- _Recorded information_
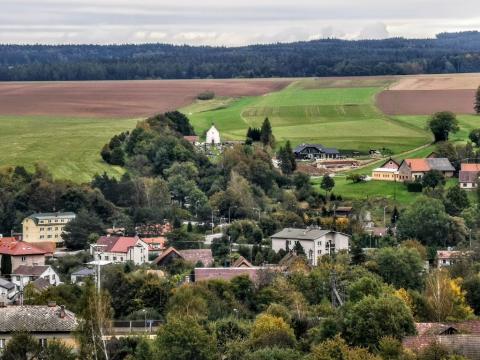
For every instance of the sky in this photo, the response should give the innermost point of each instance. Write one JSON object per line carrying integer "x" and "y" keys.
{"x": 228, "y": 22}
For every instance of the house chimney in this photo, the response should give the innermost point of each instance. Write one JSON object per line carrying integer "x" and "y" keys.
{"x": 62, "y": 312}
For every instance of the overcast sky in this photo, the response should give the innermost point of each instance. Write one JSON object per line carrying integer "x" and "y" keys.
{"x": 228, "y": 22}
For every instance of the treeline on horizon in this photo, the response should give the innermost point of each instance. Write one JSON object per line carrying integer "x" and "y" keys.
{"x": 447, "y": 53}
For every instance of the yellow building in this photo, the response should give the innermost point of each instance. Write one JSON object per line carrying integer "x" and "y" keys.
{"x": 46, "y": 227}
{"x": 385, "y": 174}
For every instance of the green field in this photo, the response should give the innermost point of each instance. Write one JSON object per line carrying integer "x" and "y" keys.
{"x": 342, "y": 117}
{"x": 466, "y": 123}
{"x": 70, "y": 147}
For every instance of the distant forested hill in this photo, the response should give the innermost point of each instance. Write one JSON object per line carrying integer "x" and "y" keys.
{"x": 447, "y": 53}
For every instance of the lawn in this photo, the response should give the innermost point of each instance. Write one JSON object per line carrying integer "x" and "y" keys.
{"x": 70, "y": 147}
{"x": 342, "y": 117}
{"x": 466, "y": 123}
{"x": 396, "y": 192}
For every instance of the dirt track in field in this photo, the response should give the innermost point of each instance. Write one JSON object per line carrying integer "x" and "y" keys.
{"x": 425, "y": 102}
{"x": 120, "y": 99}
{"x": 427, "y": 94}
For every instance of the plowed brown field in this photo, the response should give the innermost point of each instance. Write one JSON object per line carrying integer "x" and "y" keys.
{"x": 427, "y": 94}
{"x": 122, "y": 99}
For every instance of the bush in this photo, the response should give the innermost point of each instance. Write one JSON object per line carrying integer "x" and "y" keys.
{"x": 206, "y": 95}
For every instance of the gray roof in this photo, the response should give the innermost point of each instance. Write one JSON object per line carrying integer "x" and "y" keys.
{"x": 319, "y": 147}
{"x": 6, "y": 284}
{"x": 468, "y": 176}
{"x": 300, "y": 234}
{"x": 440, "y": 164}
{"x": 84, "y": 272}
{"x": 36, "y": 270}
{"x": 36, "y": 319}
{"x": 46, "y": 216}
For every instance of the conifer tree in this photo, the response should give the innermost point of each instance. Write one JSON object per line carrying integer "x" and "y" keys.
{"x": 477, "y": 101}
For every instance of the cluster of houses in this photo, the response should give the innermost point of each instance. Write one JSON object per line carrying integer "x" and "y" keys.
{"x": 414, "y": 169}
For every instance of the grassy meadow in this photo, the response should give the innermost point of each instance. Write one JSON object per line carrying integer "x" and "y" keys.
{"x": 307, "y": 111}
{"x": 70, "y": 147}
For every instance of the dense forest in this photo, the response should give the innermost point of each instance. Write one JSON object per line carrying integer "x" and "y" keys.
{"x": 447, "y": 53}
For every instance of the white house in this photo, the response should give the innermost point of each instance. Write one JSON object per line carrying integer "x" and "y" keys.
{"x": 315, "y": 242}
{"x": 120, "y": 249}
{"x": 213, "y": 136}
{"x": 25, "y": 274}
{"x": 7, "y": 291}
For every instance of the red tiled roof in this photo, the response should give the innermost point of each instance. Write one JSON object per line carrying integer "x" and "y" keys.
{"x": 470, "y": 167}
{"x": 420, "y": 165}
{"x": 160, "y": 240}
{"x": 203, "y": 274}
{"x": 10, "y": 246}
{"x": 117, "y": 244}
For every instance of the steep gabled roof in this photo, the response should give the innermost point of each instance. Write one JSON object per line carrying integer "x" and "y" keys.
{"x": 117, "y": 244}
{"x": 34, "y": 318}
{"x": 300, "y": 234}
{"x": 470, "y": 167}
{"x": 26, "y": 270}
{"x": 10, "y": 246}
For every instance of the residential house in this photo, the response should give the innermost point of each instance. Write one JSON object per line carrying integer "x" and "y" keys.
{"x": 21, "y": 252}
{"x": 155, "y": 244}
{"x": 462, "y": 338}
{"x": 415, "y": 169}
{"x": 79, "y": 276}
{"x": 43, "y": 227}
{"x": 450, "y": 257}
{"x": 388, "y": 171}
{"x": 192, "y": 256}
{"x": 213, "y": 136}
{"x": 224, "y": 273}
{"x": 7, "y": 291}
{"x": 120, "y": 249}
{"x": 314, "y": 241}
{"x": 192, "y": 139}
{"x": 315, "y": 151}
{"x": 469, "y": 175}
{"x": 23, "y": 275}
{"x": 44, "y": 323}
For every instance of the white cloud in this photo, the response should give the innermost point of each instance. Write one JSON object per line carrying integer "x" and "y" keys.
{"x": 228, "y": 22}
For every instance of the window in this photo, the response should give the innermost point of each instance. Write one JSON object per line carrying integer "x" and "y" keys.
{"x": 43, "y": 342}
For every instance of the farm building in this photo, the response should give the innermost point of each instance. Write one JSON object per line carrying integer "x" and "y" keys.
{"x": 469, "y": 175}
{"x": 315, "y": 151}
{"x": 415, "y": 169}
{"x": 213, "y": 136}
{"x": 315, "y": 242}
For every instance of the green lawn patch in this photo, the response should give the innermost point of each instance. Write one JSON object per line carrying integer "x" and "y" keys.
{"x": 69, "y": 146}
{"x": 342, "y": 117}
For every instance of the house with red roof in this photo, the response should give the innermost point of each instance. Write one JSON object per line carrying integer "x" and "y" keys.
{"x": 120, "y": 249}
{"x": 415, "y": 169}
{"x": 469, "y": 175}
{"x": 21, "y": 252}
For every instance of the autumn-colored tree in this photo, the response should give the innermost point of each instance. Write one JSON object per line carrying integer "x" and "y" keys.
{"x": 446, "y": 298}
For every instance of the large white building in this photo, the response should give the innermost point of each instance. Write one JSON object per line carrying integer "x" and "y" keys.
{"x": 120, "y": 249}
{"x": 213, "y": 136}
{"x": 315, "y": 242}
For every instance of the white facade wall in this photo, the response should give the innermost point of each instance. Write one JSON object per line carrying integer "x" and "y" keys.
{"x": 213, "y": 136}
{"x": 138, "y": 254}
{"x": 315, "y": 249}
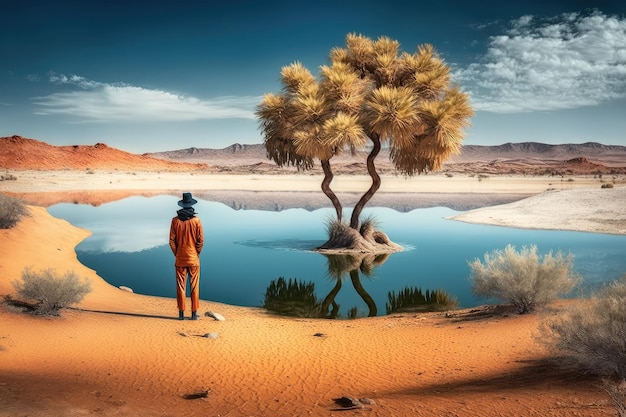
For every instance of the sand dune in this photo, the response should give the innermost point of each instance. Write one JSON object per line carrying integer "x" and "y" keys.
{"x": 123, "y": 354}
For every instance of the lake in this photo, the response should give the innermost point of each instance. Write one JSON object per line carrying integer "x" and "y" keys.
{"x": 245, "y": 250}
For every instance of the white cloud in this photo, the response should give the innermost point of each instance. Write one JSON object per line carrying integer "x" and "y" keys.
{"x": 91, "y": 100}
{"x": 571, "y": 61}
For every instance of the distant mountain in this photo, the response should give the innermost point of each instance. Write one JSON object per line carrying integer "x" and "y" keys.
{"x": 17, "y": 152}
{"x": 525, "y": 153}
{"x": 527, "y": 158}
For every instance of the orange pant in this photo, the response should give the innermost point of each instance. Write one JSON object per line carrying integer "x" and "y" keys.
{"x": 194, "y": 284}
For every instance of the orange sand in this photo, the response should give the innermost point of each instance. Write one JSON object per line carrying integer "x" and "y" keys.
{"x": 123, "y": 354}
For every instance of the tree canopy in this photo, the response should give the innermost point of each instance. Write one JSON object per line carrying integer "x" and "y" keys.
{"x": 370, "y": 95}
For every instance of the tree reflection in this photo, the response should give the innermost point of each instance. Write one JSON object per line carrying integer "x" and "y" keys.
{"x": 296, "y": 298}
{"x": 291, "y": 298}
{"x": 413, "y": 299}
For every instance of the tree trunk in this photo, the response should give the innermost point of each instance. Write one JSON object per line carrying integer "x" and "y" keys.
{"x": 371, "y": 170}
{"x": 328, "y": 177}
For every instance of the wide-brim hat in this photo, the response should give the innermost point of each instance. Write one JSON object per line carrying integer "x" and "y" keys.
{"x": 187, "y": 201}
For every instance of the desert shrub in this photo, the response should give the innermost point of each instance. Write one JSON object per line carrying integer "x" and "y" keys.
{"x": 50, "y": 291}
{"x": 11, "y": 211}
{"x": 524, "y": 279}
{"x": 592, "y": 335}
{"x": 414, "y": 299}
{"x": 291, "y": 298}
{"x": 8, "y": 177}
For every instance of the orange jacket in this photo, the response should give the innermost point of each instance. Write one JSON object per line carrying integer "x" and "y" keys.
{"x": 186, "y": 241}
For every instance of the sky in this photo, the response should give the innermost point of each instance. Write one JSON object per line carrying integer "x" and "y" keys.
{"x": 149, "y": 76}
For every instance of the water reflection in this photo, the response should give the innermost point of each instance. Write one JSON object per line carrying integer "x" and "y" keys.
{"x": 246, "y": 249}
{"x": 298, "y": 298}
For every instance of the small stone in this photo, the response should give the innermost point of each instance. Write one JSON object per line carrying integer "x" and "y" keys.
{"x": 347, "y": 402}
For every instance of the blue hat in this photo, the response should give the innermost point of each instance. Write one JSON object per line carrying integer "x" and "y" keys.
{"x": 187, "y": 201}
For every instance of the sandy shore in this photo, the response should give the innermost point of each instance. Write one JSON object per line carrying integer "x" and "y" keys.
{"x": 43, "y": 181}
{"x": 124, "y": 354}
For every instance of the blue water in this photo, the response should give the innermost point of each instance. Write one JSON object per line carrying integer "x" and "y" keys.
{"x": 246, "y": 249}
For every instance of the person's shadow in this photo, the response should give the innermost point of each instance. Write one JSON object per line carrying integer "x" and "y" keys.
{"x": 294, "y": 298}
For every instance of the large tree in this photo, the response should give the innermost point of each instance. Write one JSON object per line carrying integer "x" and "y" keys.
{"x": 370, "y": 95}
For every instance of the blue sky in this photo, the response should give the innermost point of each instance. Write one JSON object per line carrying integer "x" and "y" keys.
{"x": 147, "y": 76}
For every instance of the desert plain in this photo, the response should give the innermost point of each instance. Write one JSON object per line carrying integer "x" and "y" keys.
{"x": 124, "y": 354}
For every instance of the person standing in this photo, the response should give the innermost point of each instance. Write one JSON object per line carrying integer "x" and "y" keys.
{"x": 186, "y": 241}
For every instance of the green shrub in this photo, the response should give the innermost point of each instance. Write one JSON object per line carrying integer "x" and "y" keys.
{"x": 524, "y": 279}
{"x": 11, "y": 211}
{"x": 592, "y": 335}
{"x": 50, "y": 291}
{"x": 413, "y": 299}
{"x": 291, "y": 298}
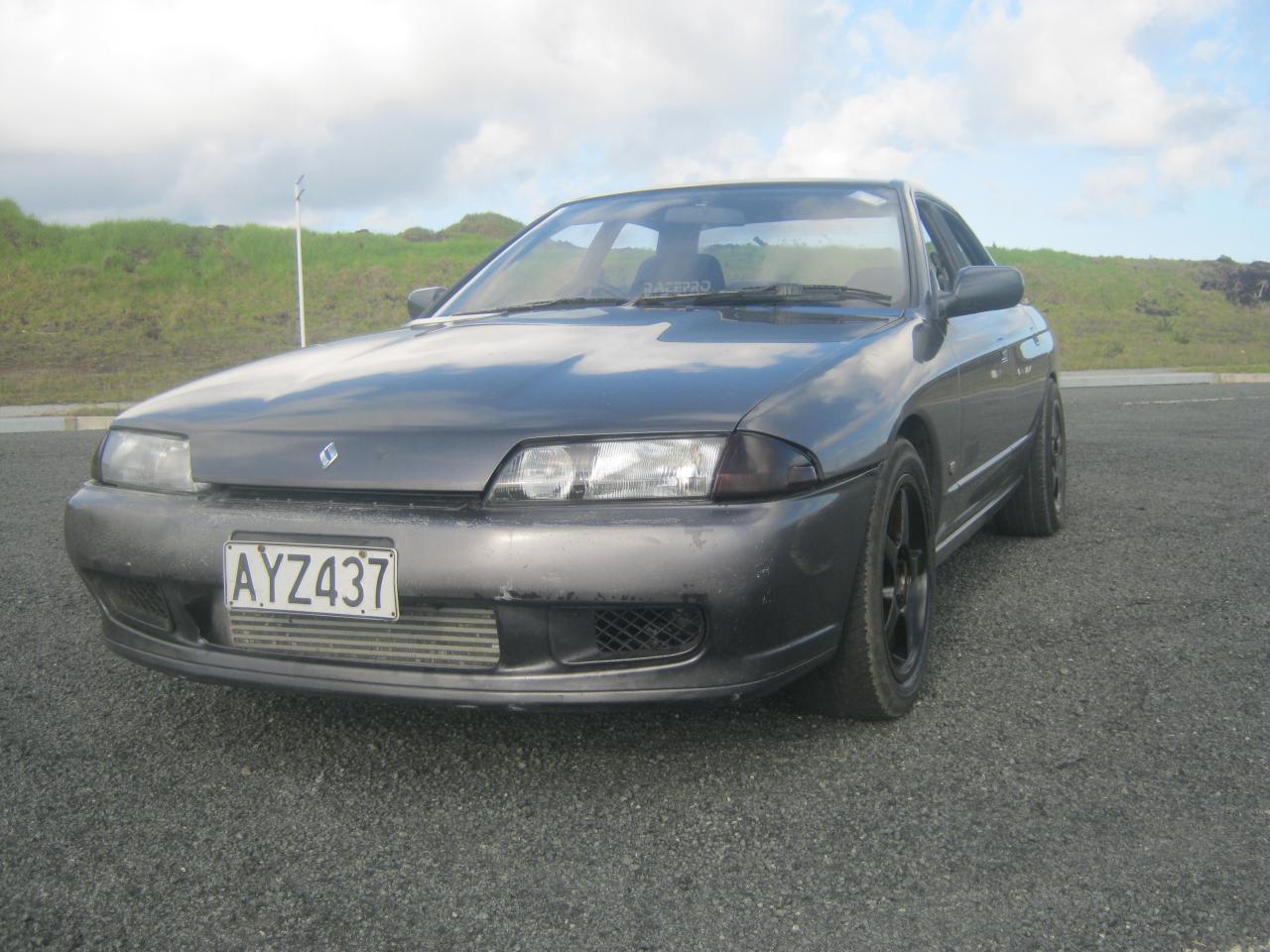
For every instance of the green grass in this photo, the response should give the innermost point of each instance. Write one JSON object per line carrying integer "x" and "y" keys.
{"x": 1101, "y": 311}
{"x": 126, "y": 308}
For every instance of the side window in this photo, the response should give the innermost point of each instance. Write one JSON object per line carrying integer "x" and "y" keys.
{"x": 966, "y": 244}
{"x": 940, "y": 268}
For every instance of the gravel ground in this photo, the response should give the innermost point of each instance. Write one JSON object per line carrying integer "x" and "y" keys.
{"x": 1087, "y": 769}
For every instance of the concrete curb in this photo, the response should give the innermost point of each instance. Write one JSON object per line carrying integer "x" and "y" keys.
{"x": 54, "y": 424}
{"x": 1153, "y": 379}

- _Set task_
Everything from the line with "For every instance of the large tree" through the end of the records above, and nothing else, is to be quoted exactly; please leave the pictures out.

- _The completed task_
For every instance of the large tree in this photo, the response should give the innermost point of each instance. Write one JSON object per line carrying integer "x" and "y" keys.
{"x": 370, "y": 95}
For every instance of the blue sky in this photo, the response should give the innermost point of each instance. Write one JSON object per line carrying integer "x" and "y" keys.
{"x": 147, "y": 76}
For every instance of the desert plain in this photo, the response should give the innermost point of each instance. Write one JSON object per line carrying integer "x" and "y" keys.
{"x": 124, "y": 354}
For every instance of the person standing in this photo, the response should give the innermost point of each instance. Write one JSON object per line carrying integer "x" and "y" keys.
{"x": 186, "y": 241}
For every instance of the green shrub in this photo, the response should give the innermost point of each instance. Write one JSON object per line carrying integer "x" and "y" keys.
{"x": 524, "y": 279}
{"x": 11, "y": 211}
{"x": 592, "y": 335}
{"x": 50, "y": 291}
{"x": 413, "y": 299}
{"x": 291, "y": 298}
For every instance of the green grass in this photo, the response should give the innermost point of each instance. Write one JSON object per line carrying integer "x" and "y" keys.
{"x": 1101, "y": 311}
{"x": 126, "y": 308}
For every instance of the side window in this photo, the response should give the innermost point of each instance. Write one JSON object per line carrying integer "x" and "y" keys.
{"x": 966, "y": 244}
{"x": 940, "y": 268}
For every instance of the gravel ground in this photo, the response should give the innermost point of each instance. Write one JSON object per line carrying integer "x" and "y" keys.
{"x": 1087, "y": 769}
For every instance of the concrete curb in this photo, the response should give the innermost point of each instance. Write one JSON object per line carrying integer "x" and "y" keys.
{"x": 54, "y": 424}
{"x": 1153, "y": 379}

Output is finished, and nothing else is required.